▸ Page extract
-------
Screen Queensland has revealed further details of Scott Waugh’s action film Runner, starring Reacher’s Alan Ritchson and Owen Wilson, with filming now underway in the Sunshine State.
Reports emerged on Sunday of Wilson touching down in Australia for the project, which began production just over a week after Derrick Borte’s Bear Country, also produced by Nickel City Pictures and A Higher Standard, had wrapped with Russell Crowe, Aaron Paul, Teresa Palmer, Nina Dobrev, and Luke Evans.
Unlike Bear Country, Runner is set in Brisbane as well as the nearby Gold Coast, starring Ritchson as Hank Malone, a high-end courier faced with a harrowing, life-or-death mission: deliver an organ to a seven-year-old girl in need of an immediate transplant.
The straightforward task rapidly devolves into a perilous game of cat and mouse when outside interests get involved and set their sights on claiming the organ. Wilson will play Ben, the medical courier that Ritchson’s character is begrudgingly forced to transport and protect.
-------
▸ Data shown
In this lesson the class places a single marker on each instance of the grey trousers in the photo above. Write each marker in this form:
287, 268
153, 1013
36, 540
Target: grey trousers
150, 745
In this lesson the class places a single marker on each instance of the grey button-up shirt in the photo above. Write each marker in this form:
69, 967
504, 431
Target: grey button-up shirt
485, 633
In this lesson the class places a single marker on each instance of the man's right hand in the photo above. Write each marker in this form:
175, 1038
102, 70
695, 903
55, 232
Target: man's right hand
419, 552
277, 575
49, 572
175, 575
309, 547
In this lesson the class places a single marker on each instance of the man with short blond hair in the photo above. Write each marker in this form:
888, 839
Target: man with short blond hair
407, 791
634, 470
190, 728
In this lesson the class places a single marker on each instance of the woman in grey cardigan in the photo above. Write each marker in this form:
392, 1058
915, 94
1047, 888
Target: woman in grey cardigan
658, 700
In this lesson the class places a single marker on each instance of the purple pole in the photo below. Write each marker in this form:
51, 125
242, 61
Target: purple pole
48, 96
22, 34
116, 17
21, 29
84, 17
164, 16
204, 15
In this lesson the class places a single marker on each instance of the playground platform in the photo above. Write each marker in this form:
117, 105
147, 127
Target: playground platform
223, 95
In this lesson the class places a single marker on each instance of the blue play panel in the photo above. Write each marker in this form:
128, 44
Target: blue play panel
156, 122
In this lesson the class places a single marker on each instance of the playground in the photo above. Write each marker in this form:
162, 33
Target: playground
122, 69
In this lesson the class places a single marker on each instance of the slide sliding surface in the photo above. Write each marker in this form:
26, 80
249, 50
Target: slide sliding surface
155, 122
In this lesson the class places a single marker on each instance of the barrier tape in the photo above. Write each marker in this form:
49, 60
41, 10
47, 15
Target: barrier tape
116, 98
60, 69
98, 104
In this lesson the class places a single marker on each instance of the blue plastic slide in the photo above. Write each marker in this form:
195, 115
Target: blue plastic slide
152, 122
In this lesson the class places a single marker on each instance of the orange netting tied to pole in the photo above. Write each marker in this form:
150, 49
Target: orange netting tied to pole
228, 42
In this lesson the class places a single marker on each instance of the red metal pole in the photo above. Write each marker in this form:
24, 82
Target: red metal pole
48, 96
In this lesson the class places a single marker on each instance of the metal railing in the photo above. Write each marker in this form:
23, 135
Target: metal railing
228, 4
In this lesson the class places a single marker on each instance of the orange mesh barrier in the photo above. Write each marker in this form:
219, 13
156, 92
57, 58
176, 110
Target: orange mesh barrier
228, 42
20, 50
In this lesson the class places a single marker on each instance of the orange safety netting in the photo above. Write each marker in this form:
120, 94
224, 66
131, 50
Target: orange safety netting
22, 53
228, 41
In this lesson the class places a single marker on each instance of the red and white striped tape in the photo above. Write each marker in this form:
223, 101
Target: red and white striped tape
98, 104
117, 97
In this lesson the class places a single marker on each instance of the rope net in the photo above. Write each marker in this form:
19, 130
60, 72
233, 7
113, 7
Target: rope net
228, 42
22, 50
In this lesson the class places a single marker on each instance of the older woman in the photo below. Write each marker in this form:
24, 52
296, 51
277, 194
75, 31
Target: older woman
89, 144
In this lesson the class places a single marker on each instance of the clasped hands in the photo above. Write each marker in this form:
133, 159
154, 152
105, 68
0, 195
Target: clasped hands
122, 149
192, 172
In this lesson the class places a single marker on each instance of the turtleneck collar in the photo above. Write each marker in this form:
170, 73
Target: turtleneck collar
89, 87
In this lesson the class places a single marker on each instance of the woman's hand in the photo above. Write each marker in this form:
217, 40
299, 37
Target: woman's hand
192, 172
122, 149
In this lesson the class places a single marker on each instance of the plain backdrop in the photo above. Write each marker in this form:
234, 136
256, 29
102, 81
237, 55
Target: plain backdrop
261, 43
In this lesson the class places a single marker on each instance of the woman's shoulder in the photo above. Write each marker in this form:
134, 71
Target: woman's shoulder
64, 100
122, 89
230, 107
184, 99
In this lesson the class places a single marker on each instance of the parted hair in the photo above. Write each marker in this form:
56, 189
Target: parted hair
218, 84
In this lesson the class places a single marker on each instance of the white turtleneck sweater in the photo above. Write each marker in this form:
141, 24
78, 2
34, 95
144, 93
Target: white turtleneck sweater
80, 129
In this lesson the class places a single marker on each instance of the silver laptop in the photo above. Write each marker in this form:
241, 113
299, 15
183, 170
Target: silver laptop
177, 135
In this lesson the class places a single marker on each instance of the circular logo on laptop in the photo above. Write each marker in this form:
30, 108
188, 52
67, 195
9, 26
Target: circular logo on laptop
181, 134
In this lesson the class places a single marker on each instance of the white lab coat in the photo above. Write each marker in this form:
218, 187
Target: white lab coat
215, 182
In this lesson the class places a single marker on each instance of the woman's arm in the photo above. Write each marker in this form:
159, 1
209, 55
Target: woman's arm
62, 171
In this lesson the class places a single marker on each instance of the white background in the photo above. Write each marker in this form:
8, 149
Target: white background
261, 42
-------
▸ What the task asks
In the article about the film Runner, what mission is Alan Ritchson's character Hank Malone given?

▸ Solution to the exercise
He must deliver an organ to a seven-year-old girl in need of an immediate transplant.